## OBJECTIVE 1
Find every line in the entries below that contains the string "hull" and copy each one out. Matches are case-sensitive.

## EXCERPT

★ ★ ★ ★ ★ ★ ★

# Tutorial: Text Preprocessing and Dictionary-Based Analysis

Preprocessing is the starting point of most text analyses. In many text analysis workflows, there is a built-in preprocessing step that is used to clean and prepare the text data for analysis. However, it is still a good idea to understand what is going on under the hood. In this tutorial, we will cover the several text preprocessing steps to prepare text data for analysis. We will then use a dictionary-based approach to analyze the text data.

## Step 1. Text Preprocessing Step-By-Step

### Sentence Segmentation

The first step in text preprocessing is to segment the text into sentences. This is important because many text analysis techniques operate at the sentence level. In Python, we can use the `nltk` library to segment text into sentences. NLTK is a powerful library for natural language processing that provides easy-to-use interfaces to over 50 corpora and lexical resources such as WordNet. However, it is very low-level and requires a lot of code to perform simple tasks compared to some other packages we will use.

In [None]:
import nltk

text = """In this retrospective article, we outline the rationale for starting Strategic Entrepreneurship Journal. We provide evidence on the percentage of published papers in SEJ in each of 10 key themes in strategic entrepreneurship identified when the journal was founded. Evidence on progress toward goal achievement in terms of trends in submissions, desk reject and acceptances rates, and downloads, plus examples of highly cited papers and entry into key indicators such as the Financial Times list of 50 journals. We outline developments in strategic entrepreneurship and their implications for future research, notably the need to consider multiple levels of analysis and the role of context variety. Finally, we discuss some of the lessons we learned from SEJ in terms of general challenges that arise in starting a new journal. Copyright © 2017 Strategic Management Society."""
sentences = nltk.sent_tokenize(text)
for idx, sent in enumerate(sentences, 1):
    print(f"Sentence {idx}: {sent}")

### Tokenization

The next step in text preprocessing is to tokenize the text. Tokenization is the process of splitting the text into individual tokens. In Python, we can use the `nltk` library to tokenize text as well.

In [None]:
from pprint import pprint

tokens = []
for idx, sent in enumerate(sentences, 1):
    tokens.append(nltk.word_tokenize(sent))
    print(f"Sentence {idx}: ", end="")
    pprint(tokens[idx-1], compact=True, indent=4)

### Lowercasing

A common preprocessing step is to convert all the text to lowercase. NLTK isn't strictly necessary for this step, we generally use the `lower()` method of the string object from base Python.

★ ★ ★ ★ ★ ★ ★

## SUPPLIED RECORDS
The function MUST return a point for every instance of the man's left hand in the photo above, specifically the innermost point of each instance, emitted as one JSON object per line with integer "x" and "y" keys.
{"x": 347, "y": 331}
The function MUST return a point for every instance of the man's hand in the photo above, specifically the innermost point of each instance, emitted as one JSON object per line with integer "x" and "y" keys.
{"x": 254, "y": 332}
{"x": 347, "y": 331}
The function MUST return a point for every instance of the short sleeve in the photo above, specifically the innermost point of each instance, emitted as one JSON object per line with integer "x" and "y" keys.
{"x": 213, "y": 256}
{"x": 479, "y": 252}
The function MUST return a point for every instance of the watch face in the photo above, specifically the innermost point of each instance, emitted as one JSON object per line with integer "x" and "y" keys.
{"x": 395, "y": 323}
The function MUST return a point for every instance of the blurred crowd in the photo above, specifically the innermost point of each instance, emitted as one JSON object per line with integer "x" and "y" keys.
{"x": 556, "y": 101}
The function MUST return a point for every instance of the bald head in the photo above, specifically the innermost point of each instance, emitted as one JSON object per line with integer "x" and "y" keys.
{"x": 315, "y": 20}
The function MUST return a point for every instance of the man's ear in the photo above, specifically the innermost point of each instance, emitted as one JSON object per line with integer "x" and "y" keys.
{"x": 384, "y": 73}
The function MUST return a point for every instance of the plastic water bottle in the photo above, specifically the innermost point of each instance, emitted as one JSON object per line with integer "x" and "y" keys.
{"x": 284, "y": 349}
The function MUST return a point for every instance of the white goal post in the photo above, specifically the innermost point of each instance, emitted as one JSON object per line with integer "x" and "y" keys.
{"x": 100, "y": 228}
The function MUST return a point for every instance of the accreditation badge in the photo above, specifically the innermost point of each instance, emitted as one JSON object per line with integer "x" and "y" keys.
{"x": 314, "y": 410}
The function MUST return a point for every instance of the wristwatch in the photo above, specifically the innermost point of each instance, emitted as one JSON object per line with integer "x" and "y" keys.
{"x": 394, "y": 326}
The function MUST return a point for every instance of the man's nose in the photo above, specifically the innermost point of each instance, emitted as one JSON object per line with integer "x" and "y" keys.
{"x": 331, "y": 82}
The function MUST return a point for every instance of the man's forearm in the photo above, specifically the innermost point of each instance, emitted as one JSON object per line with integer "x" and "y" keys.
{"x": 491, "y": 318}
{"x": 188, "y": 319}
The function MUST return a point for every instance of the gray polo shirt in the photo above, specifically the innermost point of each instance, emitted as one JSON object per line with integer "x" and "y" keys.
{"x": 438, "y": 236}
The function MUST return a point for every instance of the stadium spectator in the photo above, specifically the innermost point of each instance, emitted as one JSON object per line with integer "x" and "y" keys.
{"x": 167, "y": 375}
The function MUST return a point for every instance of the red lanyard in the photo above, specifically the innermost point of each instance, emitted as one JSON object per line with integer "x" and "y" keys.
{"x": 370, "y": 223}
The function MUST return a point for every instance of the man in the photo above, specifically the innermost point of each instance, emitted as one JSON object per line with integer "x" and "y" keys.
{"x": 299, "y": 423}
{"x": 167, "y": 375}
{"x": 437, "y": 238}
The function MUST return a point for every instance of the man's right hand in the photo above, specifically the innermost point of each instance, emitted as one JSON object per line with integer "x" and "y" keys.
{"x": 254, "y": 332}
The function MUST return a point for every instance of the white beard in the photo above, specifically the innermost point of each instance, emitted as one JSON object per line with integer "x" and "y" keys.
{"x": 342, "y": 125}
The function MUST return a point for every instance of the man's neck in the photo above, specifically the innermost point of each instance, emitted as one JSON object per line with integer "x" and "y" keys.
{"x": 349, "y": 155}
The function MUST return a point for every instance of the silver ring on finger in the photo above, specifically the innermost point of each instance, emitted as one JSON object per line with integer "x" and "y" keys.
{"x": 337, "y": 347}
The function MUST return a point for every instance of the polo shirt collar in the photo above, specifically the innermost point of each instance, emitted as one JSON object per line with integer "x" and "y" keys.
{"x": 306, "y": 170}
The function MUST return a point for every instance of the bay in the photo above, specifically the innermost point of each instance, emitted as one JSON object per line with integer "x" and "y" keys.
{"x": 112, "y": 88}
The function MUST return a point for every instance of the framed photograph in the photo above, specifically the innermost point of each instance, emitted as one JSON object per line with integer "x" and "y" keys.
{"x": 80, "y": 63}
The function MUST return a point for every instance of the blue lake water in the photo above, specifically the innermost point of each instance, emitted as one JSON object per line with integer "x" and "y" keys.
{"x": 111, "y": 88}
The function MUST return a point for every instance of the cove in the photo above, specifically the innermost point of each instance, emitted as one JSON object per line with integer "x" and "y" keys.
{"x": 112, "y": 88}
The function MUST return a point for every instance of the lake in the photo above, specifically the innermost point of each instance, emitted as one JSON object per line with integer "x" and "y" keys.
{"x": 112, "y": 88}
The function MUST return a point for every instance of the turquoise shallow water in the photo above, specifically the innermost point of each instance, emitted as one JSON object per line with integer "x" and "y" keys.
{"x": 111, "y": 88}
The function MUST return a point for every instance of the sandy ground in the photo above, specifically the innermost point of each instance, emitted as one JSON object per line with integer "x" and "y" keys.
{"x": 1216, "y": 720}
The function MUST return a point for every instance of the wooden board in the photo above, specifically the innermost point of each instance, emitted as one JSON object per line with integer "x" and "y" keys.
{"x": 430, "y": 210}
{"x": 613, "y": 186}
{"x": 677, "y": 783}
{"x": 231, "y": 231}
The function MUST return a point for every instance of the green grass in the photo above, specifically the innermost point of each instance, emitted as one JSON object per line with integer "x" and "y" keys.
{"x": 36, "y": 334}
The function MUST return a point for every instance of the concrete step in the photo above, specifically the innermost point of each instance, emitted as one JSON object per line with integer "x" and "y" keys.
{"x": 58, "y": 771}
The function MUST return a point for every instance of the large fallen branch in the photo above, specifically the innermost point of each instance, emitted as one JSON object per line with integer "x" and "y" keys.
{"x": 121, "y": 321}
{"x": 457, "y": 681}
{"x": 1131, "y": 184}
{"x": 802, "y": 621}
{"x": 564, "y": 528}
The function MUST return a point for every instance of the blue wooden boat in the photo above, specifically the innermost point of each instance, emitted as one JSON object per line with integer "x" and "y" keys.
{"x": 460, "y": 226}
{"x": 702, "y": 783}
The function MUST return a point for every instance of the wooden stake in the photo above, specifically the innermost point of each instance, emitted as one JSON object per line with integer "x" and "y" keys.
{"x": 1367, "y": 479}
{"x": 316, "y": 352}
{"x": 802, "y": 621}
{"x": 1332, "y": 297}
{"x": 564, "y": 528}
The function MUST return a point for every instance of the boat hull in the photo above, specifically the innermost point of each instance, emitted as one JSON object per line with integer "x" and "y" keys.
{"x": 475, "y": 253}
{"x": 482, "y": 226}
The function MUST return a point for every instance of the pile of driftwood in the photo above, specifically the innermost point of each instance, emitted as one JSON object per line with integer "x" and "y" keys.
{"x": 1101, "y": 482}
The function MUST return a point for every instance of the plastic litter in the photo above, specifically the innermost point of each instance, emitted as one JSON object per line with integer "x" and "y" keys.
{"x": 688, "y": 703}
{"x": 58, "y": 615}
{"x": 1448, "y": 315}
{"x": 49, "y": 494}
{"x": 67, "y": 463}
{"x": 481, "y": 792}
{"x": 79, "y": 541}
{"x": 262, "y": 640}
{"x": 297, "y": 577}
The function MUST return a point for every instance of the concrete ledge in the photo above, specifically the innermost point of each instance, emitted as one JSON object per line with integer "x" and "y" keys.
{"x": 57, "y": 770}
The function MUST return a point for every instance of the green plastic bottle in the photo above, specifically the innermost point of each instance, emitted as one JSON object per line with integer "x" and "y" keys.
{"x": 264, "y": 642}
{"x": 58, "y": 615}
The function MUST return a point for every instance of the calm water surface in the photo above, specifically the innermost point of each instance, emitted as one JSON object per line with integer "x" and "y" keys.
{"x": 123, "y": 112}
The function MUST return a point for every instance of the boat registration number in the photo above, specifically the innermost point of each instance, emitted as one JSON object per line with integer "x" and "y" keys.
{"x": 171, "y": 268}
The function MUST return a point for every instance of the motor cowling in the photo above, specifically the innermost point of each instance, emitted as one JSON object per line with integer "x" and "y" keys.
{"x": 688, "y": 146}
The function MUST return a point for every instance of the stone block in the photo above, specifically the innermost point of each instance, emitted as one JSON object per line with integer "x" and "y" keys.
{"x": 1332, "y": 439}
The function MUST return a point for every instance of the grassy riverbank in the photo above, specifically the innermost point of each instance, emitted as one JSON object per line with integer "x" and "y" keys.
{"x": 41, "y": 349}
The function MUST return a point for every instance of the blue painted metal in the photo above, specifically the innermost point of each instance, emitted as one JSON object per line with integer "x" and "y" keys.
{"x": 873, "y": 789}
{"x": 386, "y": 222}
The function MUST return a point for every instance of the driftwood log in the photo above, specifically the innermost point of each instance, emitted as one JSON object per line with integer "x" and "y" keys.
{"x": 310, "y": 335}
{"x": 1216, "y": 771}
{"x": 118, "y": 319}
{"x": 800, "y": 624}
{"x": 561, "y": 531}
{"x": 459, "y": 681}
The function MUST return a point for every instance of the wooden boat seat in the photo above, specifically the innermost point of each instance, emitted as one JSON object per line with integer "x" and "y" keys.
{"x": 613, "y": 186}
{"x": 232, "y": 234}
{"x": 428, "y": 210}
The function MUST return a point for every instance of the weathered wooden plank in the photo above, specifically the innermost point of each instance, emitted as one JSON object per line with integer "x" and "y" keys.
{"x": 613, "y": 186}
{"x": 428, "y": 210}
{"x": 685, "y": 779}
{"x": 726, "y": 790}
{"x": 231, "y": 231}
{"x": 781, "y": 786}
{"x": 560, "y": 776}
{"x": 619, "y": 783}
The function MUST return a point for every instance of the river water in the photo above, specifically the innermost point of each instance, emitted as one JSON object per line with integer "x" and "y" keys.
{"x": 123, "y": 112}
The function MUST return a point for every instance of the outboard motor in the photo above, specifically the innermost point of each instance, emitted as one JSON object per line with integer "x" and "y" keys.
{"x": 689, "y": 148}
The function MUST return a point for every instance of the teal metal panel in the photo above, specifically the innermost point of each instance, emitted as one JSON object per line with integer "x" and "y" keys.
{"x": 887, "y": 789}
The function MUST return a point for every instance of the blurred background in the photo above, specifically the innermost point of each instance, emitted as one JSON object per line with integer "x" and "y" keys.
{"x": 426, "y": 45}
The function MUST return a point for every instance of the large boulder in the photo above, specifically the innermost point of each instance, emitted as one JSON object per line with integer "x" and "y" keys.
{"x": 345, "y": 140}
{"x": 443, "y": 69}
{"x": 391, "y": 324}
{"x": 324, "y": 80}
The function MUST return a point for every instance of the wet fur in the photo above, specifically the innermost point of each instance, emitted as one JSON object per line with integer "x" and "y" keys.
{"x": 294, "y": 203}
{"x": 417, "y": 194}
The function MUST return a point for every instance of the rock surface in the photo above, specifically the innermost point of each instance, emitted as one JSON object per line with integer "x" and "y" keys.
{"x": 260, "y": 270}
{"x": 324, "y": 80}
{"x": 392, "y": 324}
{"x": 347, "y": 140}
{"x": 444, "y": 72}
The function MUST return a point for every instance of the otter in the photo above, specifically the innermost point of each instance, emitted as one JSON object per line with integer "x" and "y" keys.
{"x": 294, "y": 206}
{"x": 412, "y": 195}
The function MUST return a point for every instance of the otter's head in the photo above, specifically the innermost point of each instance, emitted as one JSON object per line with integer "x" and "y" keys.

★ ★ ★ ★ ★ ★ ★

## OBJECTIVE 2
Continue the text preprocessing tutorial above, starting after its last sentence.

## EXPECTED ANSWER 1
The function MUST return a point for every instance of the boat hull in the photo above, specifically the innermost point of each instance, emitted as one JSON object per line with integer "x" and "y" keys.

## EXPECTED ANSWER 2
In [None]:
lower_tokens = []
for idx, sent in enumerate(tokens, 1):
    lower_tokens.append([word.lower() for word in sent])

    print(f"Sentence {idx}: ", end="")
    pprint(lower_tokens[idx-1], compact=True, indent=4)

### Removing Punctuation

Another common preprocessing step is to remove punctuation from the text. Like with lowercasing, NLTK isn't strictly necessary for this step, we can use the list of common punctuation characters built into Python.

In [None]:
import string

no_punctuation = []
for idx, sent in enumerate(lower_tokens, 1):
    no_punctuation.append([token for token in sent if token not in string.punctuation])

    print(f"Sentence {idx}: ", end="")
    pprint(no_punctuation[idx-1], compact=True, indent=4)

### Removing Stopwords

Stopwords are common words that are often removed from text data because they do not carry much information. NLTK provides a list of stopwords for many languages that we can use to remove stopwords from text data.

Let's first take a look at these words:

In [None]:
list_of_stopwords = nltk.corpus.stopwords.words('english')
print(list_of_stopwords)

Now let's remove them

In [None]:
no_stopwords = []

for idx, sent in enumerate(no_punctuation, 1):
    no_stopwords.append([word for word in sent if word not in nltk.corpus.stopwords.words('english')])

    print(f"Sentence {idx}: ", end="")
    pprint(no_stopwords[idx-1], compact=True, indent=4)

### Removing Numbers

Numbers are often removed from text data or replaced with their textual representation. NLTK isn't strictly necessary for this step, we can use the `isnumerical()` method of the string object from base Python.

In [None]:
no_numbers = []

for idx, sent in enumerate(no_stopwords, 1):
    no_numbers.append([word for word in sent if not word.isnumeric()])

    print(f"Sentence {idx}: ", end="")
    pprint(no_numbers[idx-1], compact=True, indent=4)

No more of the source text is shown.